Look for someone with at least a master’s degree or a doctorate in the counseling field, Dr. Gilland says. Consider their education, additional speciality training, and a personality that works with you, too.

Dr. Gilliland adds that it’s easier to look for physicians who have a specialty in addiction than for counselors, as they may be American Society of Addiction Medicine (ASAM) certified, or they may have done an addiction fellowship.

“We don’t really have an addiction certification that spans the entire field,” he says. “So, I would ask them what their experience is in working with addiction, how long have they been treating addictions, and what kinds of professional development they have done to stay current on addiction treatment.”

He says that the types of therapeutic orientation that have been researched and used in the field for decades include approaches like cognitive behavioral therapy, motivational interviewing, group therapy or 12 Step-based meetings, and individual therapy. For some, medication management is also beneficial and should be considered.

Remember that no single treatment works for everyone, so find someone who thinks broadly about you, your lifestyle, and your goals.

When you speak with your potential therapist, make sure that they’ll cover the scope of your life—not just your substance use.

Ask About Addiction Assessments

Along with checking in about qualifications, when you’re initially meeting with a specialist make sure assessments are something they offer. As Dr. Gilliland explains, a therapist adept in the field of addiction knows the areas to assess, the questions to ask, when to press and when to wait, and can help you get connected with other specialists that you might need.   

“This should address how long, how often, and how much has someone been using a substance,” Dr. Gilliland says. “But it should also address the negative consequences of use and the ways in which it has negatively impacted their life.”

Make Sure They’ll Evaluate You as a Whole— Not Just Your Substance Use

Therapy for addictive behavior isn’t just about your substance misuse. To make certain that you’re benefiting, it’s important to talk about what’s going on in your relationships, and the history your family might have with addiction or mental illness. Considering all that information, the clinician can then determine a beginning level of care, like detox, inpatient care, partial hospitalization, outpatient care or some other path. When you speak with your potential therapist, make sure that they’ll cover the scope of your life—not just your substance use.

→ **Input data**:
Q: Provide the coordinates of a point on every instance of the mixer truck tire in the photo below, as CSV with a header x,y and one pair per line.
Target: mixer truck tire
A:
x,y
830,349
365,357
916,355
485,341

→ **Activities**:
A: According to the addiction therapy text, what credentials might physicians who specialize in addiction have?
B: Based on the addiction therapy text, does each statement agree with it? (i) There is an addiction certification that covers the entire field. (ii) Medication management can be beneficial for some people. (iii) Partial hospitalization is one possible beginning level of care.

→ **Solutions**:
A: They may be American Society of Addiction Medicine (ASAM) certified, or they may have done an addiction fellowship.

B:
(i) No: "We don’t really have an addiction certification that spans the entire field."
(ii) Yes: "For some, medication management is also beneficial and should be considered."
(iii) Yes: "a beginning level of care, like detox, inpatient care, partial hospitalization, outpatient care or some other path."